TASK TO CARRY OUT: Count the lines in the rows below that contain the string "pedestal", matching case exactly, and reply with only that number.

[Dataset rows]
※ ※ ※

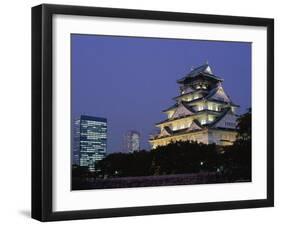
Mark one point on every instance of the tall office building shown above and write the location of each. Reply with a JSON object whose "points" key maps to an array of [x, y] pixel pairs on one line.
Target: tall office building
{"points": [[89, 141], [132, 141]]}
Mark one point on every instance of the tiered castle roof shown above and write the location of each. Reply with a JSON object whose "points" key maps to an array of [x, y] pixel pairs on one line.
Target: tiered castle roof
{"points": [[202, 103]]}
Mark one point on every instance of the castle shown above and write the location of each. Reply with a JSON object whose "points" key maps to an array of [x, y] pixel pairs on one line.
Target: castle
{"points": [[203, 112]]}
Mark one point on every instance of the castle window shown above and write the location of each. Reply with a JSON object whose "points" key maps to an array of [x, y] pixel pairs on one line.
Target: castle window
{"points": [[200, 107], [203, 121]]}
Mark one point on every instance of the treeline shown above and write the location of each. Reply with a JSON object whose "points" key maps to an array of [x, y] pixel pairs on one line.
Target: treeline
{"points": [[181, 158]]}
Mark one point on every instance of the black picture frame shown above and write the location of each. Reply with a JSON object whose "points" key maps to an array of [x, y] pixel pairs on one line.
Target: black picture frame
{"points": [[42, 111]]}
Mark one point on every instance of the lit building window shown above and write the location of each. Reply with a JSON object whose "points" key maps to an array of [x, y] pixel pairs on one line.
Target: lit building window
{"points": [[200, 107]]}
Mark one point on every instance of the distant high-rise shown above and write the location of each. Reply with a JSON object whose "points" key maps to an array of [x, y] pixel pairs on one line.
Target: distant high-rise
{"points": [[89, 141], [132, 141]]}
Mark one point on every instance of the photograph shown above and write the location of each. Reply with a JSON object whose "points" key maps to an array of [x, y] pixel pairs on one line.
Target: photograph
{"points": [[149, 111]]}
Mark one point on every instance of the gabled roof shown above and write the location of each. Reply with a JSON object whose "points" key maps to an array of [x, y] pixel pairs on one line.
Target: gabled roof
{"points": [[220, 117], [204, 70], [195, 125]]}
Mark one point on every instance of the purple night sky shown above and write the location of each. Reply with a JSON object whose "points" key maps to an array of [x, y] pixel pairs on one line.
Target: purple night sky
{"points": [[130, 81]]}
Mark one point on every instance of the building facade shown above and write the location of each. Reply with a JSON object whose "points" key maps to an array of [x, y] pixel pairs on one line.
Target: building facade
{"points": [[89, 141], [132, 141], [203, 112]]}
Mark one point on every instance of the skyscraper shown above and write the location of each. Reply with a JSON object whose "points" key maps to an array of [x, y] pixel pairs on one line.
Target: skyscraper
{"points": [[203, 112], [89, 141], [132, 141]]}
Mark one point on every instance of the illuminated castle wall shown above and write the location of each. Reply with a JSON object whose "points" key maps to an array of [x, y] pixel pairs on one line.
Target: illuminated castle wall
{"points": [[203, 112]]}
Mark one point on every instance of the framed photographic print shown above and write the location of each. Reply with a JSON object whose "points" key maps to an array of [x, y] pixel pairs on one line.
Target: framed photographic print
{"points": [[145, 112]]}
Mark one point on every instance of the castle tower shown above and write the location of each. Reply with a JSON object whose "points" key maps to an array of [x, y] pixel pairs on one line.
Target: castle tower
{"points": [[203, 112]]}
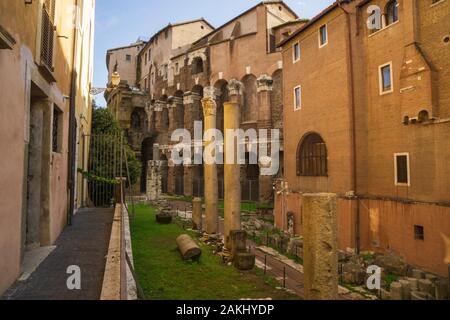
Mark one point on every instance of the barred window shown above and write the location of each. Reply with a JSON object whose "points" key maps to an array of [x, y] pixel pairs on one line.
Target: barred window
{"points": [[391, 12], [312, 157], [48, 33], [57, 130]]}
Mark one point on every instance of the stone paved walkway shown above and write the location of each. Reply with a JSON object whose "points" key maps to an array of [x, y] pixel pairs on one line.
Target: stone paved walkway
{"points": [[84, 244]]}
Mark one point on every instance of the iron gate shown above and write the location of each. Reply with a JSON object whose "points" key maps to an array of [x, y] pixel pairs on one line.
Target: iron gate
{"points": [[104, 165]]}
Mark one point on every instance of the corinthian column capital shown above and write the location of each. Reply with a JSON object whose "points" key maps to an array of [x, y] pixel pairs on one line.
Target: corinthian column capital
{"points": [[264, 83], [209, 107], [235, 88]]}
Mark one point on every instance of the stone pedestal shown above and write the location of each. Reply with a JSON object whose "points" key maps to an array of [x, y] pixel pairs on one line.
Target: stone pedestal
{"points": [[191, 102], [158, 114], [154, 182], [197, 212], [266, 189], [171, 179], [187, 183], [232, 173], [210, 171], [238, 242], [264, 88], [320, 247]]}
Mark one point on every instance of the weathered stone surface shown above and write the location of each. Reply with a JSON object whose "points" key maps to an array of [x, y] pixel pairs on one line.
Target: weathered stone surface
{"points": [[442, 289], [238, 241], [320, 247], [197, 213], [392, 264], [426, 286], [232, 173], [188, 248], [353, 273], [396, 291], [164, 218], [244, 261], [406, 289], [385, 295], [418, 274], [154, 180], [413, 283], [417, 295], [295, 247], [210, 170], [431, 277]]}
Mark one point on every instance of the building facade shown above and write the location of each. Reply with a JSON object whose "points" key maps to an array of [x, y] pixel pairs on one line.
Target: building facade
{"points": [[46, 71], [367, 117], [176, 75]]}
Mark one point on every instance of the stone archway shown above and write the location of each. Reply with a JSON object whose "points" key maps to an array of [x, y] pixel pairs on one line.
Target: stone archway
{"points": [[250, 100], [146, 156]]}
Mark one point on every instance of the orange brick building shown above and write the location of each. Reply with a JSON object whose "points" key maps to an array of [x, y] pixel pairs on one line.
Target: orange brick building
{"points": [[367, 116]]}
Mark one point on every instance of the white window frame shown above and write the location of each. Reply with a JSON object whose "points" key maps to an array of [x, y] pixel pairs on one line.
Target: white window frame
{"points": [[294, 60], [401, 184], [296, 108], [380, 78], [319, 35]]}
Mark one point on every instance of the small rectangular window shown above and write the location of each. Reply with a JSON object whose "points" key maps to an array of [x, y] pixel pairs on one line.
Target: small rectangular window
{"points": [[419, 233], [272, 43], [323, 36], [297, 98], [296, 52], [57, 130], [402, 171], [386, 85]]}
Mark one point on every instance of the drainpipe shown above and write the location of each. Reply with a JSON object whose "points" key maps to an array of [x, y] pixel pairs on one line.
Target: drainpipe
{"points": [[72, 126], [353, 125]]}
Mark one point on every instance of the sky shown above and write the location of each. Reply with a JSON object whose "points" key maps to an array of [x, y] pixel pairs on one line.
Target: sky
{"points": [[119, 23]]}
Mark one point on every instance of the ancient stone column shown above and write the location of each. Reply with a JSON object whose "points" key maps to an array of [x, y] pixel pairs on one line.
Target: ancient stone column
{"points": [[232, 173], [156, 156], [154, 185], [191, 102], [210, 170], [175, 103], [188, 177], [197, 212], [320, 246], [158, 111], [171, 177], [264, 89], [149, 110]]}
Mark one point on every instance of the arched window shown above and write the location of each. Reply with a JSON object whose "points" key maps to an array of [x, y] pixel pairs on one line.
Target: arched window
{"points": [[312, 157], [391, 12], [197, 65]]}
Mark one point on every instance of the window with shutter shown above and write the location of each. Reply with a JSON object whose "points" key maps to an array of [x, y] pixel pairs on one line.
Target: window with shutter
{"points": [[48, 34], [402, 169], [312, 157]]}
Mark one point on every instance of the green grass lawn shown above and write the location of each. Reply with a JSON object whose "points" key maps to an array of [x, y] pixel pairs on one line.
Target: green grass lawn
{"points": [[162, 273]]}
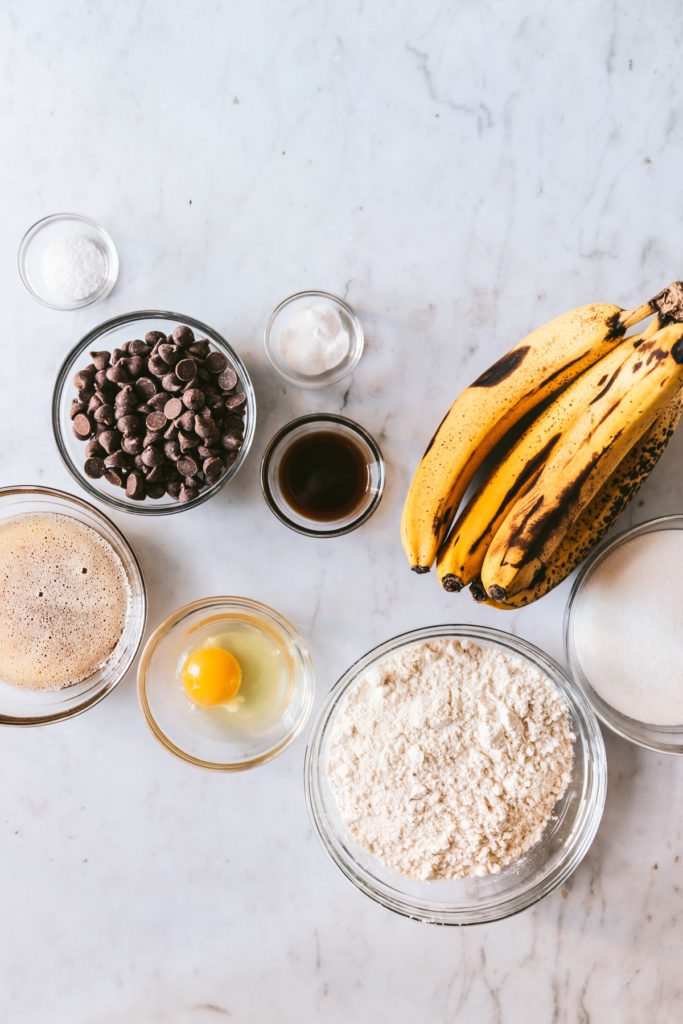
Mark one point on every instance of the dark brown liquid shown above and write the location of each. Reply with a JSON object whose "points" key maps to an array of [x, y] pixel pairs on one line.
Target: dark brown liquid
{"points": [[324, 475]]}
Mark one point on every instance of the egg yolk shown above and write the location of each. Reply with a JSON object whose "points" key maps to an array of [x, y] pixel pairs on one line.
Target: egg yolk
{"points": [[211, 676]]}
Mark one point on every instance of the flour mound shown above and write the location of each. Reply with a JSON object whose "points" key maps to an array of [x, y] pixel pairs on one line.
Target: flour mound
{"points": [[446, 759]]}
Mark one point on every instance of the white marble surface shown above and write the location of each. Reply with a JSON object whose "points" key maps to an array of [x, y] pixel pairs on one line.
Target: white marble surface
{"points": [[461, 172]]}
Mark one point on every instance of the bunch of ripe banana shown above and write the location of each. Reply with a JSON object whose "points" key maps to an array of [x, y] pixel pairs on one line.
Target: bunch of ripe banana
{"points": [[605, 407]]}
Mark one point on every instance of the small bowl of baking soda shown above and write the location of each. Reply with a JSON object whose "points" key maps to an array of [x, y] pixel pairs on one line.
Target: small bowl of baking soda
{"points": [[68, 261], [313, 339]]}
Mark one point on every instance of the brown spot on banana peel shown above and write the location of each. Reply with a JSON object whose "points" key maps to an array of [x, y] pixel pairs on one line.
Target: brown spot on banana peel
{"points": [[534, 466], [505, 366]]}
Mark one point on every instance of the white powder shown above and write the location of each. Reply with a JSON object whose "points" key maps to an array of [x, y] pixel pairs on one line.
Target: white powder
{"points": [[314, 340], [447, 758], [74, 267], [629, 628]]}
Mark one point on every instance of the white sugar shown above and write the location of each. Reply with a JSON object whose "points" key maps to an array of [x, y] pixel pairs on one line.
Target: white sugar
{"points": [[629, 628], [74, 267]]}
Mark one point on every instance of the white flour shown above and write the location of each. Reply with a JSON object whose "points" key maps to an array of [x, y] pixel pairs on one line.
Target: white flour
{"points": [[447, 758]]}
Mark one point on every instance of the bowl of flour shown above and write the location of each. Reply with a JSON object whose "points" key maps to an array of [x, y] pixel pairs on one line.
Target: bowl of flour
{"points": [[456, 775]]}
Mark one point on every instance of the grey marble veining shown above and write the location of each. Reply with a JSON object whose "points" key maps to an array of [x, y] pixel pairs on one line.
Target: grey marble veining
{"points": [[461, 173]]}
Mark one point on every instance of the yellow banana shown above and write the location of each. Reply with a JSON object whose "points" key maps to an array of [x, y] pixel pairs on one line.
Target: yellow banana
{"points": [[599, 514], [630, 401], [460, 559], [538, 368]]}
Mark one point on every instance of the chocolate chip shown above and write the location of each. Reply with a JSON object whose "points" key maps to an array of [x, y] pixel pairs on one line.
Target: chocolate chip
{"points": [[185, 370], [133, 445], [172, 450], [193, 397], [93, 449], [136, 366], [157, 366], [129, 425], [137, 347], [100, 359], [110, 439], [82, 426], [169, 353], [156, 421], [183, 336], [135, 486], [236, 400], [200, 349], [154, 337], [77, 407], [94, 468], [114, 476], [144, 387], [172, 409], [212, 468], [104, 414], [118, 374], [187, 466], [84, 378], [187, 494], [216, 361], [227, 379], [117, 460]]}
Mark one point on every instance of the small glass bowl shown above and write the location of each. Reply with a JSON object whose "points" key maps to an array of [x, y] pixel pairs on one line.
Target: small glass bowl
{"points": [[282, 315], [19, 707], [667, 739], [169, 713], [43, 233], [475, 900], [112, 334], [311, 424]]}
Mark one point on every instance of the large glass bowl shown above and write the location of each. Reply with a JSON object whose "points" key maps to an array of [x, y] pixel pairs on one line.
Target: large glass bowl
{"points": [[475, 900], [183, 731], [666, 738], [19, 707], [112, 334]]}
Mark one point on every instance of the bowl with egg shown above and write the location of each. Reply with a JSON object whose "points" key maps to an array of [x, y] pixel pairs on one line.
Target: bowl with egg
{"points": [[225, 683], [73, 605]]}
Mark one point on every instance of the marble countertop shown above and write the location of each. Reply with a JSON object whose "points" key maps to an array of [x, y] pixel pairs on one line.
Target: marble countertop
{"points": [[460, 173]]}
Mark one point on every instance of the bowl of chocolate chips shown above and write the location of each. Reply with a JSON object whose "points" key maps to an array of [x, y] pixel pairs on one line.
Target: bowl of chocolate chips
{"points": [[153, 412]]}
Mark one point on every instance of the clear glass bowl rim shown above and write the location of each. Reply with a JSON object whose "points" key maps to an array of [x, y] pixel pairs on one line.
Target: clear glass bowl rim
{"points": [[664, 739], [112, 252], [337, 373], [224, 601], [61, 382], [594, 752], [91, 700], [280, 436]]}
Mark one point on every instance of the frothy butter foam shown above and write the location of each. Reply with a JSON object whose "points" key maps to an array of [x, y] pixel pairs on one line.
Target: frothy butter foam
{"points": [[63, 601]]}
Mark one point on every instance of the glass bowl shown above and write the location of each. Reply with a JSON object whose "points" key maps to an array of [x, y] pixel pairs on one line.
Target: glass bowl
{"points": [[668, 739], [280, 444], [37, 240], [281, 317], [18, 707], [474, 900], [113, 334], [185, 730]]}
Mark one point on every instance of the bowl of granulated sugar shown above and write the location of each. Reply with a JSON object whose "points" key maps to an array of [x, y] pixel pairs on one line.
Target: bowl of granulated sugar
{"points": [[67, 261], [456, 775], [624, 633]]}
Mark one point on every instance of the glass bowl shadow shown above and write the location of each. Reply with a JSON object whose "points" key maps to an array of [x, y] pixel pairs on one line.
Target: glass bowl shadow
{"points": [[474, 900], [113, 334], [20, 707]]}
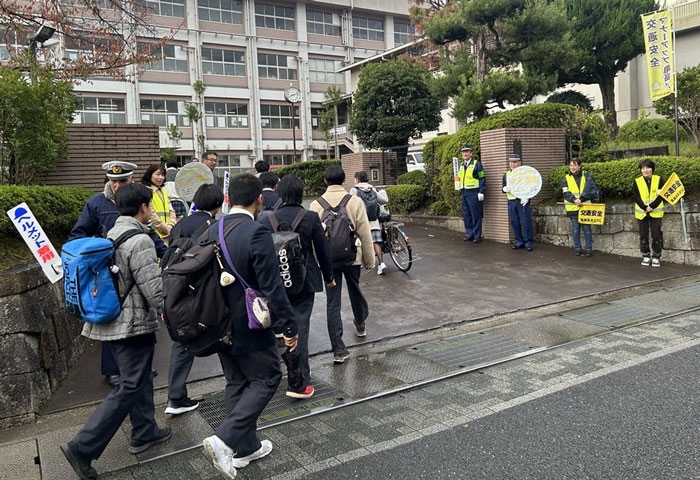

※ ※ ※

WORKED ANSWER: 2